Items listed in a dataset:
▬▬▬▬▬▬

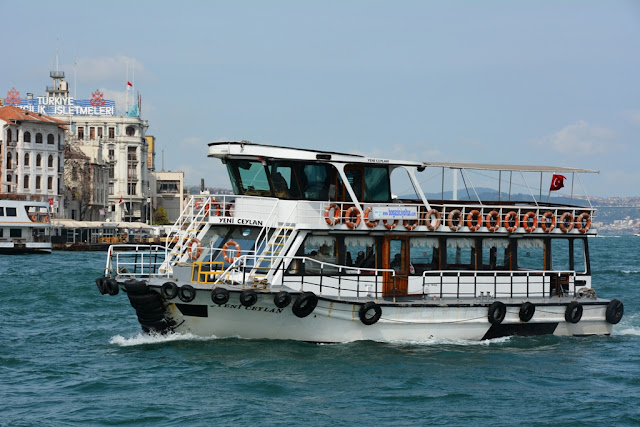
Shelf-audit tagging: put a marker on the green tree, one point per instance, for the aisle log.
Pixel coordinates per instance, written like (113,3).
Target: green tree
(160,216)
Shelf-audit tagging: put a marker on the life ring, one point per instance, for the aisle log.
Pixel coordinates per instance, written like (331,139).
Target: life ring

▬▬▬▬▬▬

Given instruction: Set down every line of the material above word for word, leaving out the pictures.

Answer in full:
Shelf-audit tagging: put a marker on the green tree, one point per instance, for the aisle log.
Pixel coordinates per instance, written like (113,3).
Target: green tree
(160,216)
Shelf-audit tagging: put a marker on the life ring, one point per instance, for the aisle log.
Pixel coordinates per instance, written like (331,139).
Target: life ring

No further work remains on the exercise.